Consegna —
Rispondi a queste domande sul testo che tratta del Partito comunista cinese nelle università:
(a) Quali Paesi vengono nominati tra quelli in cui sono state costituite sezioni?
(b) Quali due testate hanno documentato la presenza di queste sezioni?
(c) Secondo il Financial Times, quanti progetti congiunti di formazione e istruzione ci sono in Cina?

Testo fornito —
= = = =
Il Partito comunista cinese sta espandendo la propria presenza nelle università in giro per il mondo. Sezioni sono state costituite negli Stati Uniti, in Corea del Sud, in Germania e in diversi altri Paesi. Lo scopo di questi gruppi è tenere d’occhio gli studenti e i lavoratori cinesi all’estero, facendo in modo che non si lascino attrarre dalle “cattive idee” che possono apprendere fuori dai confini della Repubblica popolare. Sia Radio Free Asia sia Foreign Policy hanno documentato la presenza queste sezioni, considerate un modo per espandere l’influenza ideologica del Pcc, uno dei pilastri della presidenza di Xi Jinping. Si tratta di gruppi inizialmente piccoli, che mettono però in campo campagne di reclutamento e le cui attività si svolgono in gran parte alla luce del sole. Secondo quanto riporta il Financial Times ci sono oltre 2000 progetti congiunti di formazione e istruzione in Cina, a ognuno dei quali è stato ordinato di formare una propria cellula interna del partito e di aver il segretario della sezione nel loro board.
= = = =
Dati forniti —
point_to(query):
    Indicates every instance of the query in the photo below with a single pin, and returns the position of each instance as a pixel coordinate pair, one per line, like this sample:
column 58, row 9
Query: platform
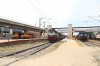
= = = =
Soluzione —
(a) Stati Uniti, Corea del Sud e Germania.
(b) Radio Free Asia e Foreign Policy.
(c) Oltre 2000.